(Point-per-instance localization data)
Start of Block

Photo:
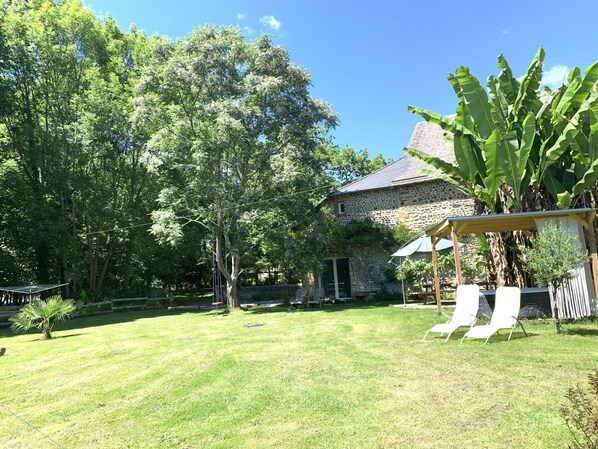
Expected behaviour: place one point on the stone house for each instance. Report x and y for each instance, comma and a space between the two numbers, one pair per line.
397, 193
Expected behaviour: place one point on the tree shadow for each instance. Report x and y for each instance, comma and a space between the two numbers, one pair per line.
328, 307
583, 332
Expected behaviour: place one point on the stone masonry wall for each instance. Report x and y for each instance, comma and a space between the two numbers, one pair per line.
418, 206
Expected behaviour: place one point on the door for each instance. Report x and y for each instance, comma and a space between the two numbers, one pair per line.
336, 278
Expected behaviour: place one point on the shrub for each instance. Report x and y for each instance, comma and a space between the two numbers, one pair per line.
581, 415
42, 315
552, 258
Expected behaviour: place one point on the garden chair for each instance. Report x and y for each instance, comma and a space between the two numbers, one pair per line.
466, 310
318, 298
504, 316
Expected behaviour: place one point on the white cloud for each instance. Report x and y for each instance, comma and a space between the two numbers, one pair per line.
271, 21
247, 31
555, 76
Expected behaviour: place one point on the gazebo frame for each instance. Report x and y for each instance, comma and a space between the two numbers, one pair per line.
521, 221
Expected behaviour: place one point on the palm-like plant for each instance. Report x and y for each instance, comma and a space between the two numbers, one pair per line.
42, 315
520, 148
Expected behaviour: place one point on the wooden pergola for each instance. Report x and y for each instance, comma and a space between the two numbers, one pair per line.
523, 221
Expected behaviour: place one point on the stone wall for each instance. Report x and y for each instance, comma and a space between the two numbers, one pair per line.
418, 206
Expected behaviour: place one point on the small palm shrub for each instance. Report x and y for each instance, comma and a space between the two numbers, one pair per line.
42, 315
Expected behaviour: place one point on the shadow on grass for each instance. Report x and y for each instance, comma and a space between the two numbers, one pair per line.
583, 332
328, 308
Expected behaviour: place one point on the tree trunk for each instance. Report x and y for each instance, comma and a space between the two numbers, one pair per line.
232, 277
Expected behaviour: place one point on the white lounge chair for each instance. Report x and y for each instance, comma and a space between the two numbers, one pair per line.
318, 298
505, 315
466, 309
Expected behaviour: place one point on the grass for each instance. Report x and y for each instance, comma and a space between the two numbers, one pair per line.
341, 377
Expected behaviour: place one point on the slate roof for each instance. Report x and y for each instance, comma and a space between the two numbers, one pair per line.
426, 137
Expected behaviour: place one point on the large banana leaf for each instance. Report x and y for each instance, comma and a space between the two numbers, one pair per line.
476, 101
553, 185
514, 156
468, 158
443, 177
447, 123
508, 84
574, 82
527, 97
589, 80
569, 132
462, 115
494, 173
590, 177
446, 168
499, 104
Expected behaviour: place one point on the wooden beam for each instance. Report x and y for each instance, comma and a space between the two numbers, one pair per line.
434, 240
457, 257
593, 256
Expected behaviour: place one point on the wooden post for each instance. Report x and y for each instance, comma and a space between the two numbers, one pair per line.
594, 257
457, 257
433, 241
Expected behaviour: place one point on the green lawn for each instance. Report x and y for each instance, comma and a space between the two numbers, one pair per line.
342, 377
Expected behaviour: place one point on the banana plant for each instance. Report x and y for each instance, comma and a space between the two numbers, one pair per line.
492, 135
513, 141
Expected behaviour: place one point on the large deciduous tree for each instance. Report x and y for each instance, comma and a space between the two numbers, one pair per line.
235, 133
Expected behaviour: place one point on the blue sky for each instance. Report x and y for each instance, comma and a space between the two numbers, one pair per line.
370, 60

End of Block

_Assignment_.
All entries must be written out again exactly as given, with no pictures in the copy.

_Answer to the exercise_.
Photo:
Expected behaviour: place one point on the stone house for each instance. Report x and y for each instance, comma and a space between the two numbers, one pair per line.
397, 193
Expected behaviour: place one point on the tree shadow for each instance. Report x and y for each instance, comma and a space between the two numbers, one pair per line.
328, 307
583, 332
Expected behaviour: place one point on the stone masonry wall for each instance. Report x and y for each instance, comma and a space between the two numbers, one pair per line.
418, 206
Expected behaviour: place one point on the door for each instance. Report x and y for each instance, comma and a space between the two numbers, one pair per line.
336, 278
Expected behaviour: place one point on the shrub for each instance. Report x and y for each instance, comma and a space between the two numbers, one pair per line.
581, 415
42, 315
552, 258
Expected behaviour: place one point on the garden chair for each instance. Report x and y for each instance, comma and a space between the two numbers, one pair per line.
466, 310
318, 298
504, 316
Expected behaviour: place one point on the white cloud for each instance. Report x and y for each instance, comma and a space between the two numbers, one pair per line.
271, 21
247, 31
555, 76
Expected behaviour: place one point on the gazebo frame for each instance. Report x and y for each instance, comma and a space between the two numbers, one pair per line.
521, 221
Expected behaviour: place one point on the palm-like plant for each instance. Report x and y for each instance, comma and a space between the two numbers, one pair per line.
42, 315
520, 148
Expected behaviour: place one point on the wooden pergola for each instance. Report x and y for each instance, comma and a space between the two numbers, one pair per line.
523, 221
Expected behaviour: place one point on the stone wall for each instance. Report x and y for each instance, comma and a space between the two numbers, one pair per line.
418, 206
Expected behaviour: place one point on the small palm shrub for each instance. Report x and y for each instance, comma and a space between the two numbers, one pair per line.
42, 315
Expected behaviour: place one point on the shadow on grass for each instance. Report x and y for each instance, comma and a space between the two numbers, one pair per line.
583, 332
328, 308
Expected behaviour: place one point on the tree trunk for each instance. Report x and y for each instance, comma and a space between the two numbers, one pair per line.
232, 277
Expected behaviour: place one point on the white lounge chair for each instance. Report x and y for each instance, comma and a space between the two numbers, one pair per line.
318, 298
505, 315
466, 309
Expected behaviour: place one point on the grass for each instance. Report x and y for each instance, comma and a space between the two numbers, one pair per line.
341, 377
Expected behaviour: place one point on the slate roof for each instance. Report x and y for each instance, comma and a space between the two numbers, one pair per line.
426, 137
Expected behaviour: place one point on the large banana leaf for each instance. Report x and y for each instance, comma and a space between the two numbers, one pair per line.
476, 101
553, 185
514, 156
468, 158
443, 177
447, 123
508, 84
574, 82
527, 97
589, 80
569, 132
462, 115
494, 173
590, 177
446, 168
499, 104
Expected behaviour: place one point on the wooden beam for each instance. Report x and y for each instance, comma and a space between the two numbers, one pair per line.
434, 240
457, 257
593, 256
Expected behaviour: place one point on the wooden post for each instance. Report x and y for each instance, comma and a space between the two numbers, one pair per line.
594, 257
457, 257
433, 241
Expected behaviour: place one point on the green lawn for each instance. Report x and y for each instance, comma and a space between the two numbers, one pair per line.
342, 377
Expected behaviour: place one point on the banana plant for each instance. Report x and y for each instance, comma and a space between the two numbers, one pair per line.
492, 135
513, 141
Expected behaviour: place one point on the large deciduous tree for each instance. Report x and y for each instance, comma and a space between the two numbers, one pair per line.
235, 133
Expected behaviour: place one point on the blue sky for each instance. Report x and y for each instance, comma and a space between the two numbers, one pair per line.
370, 60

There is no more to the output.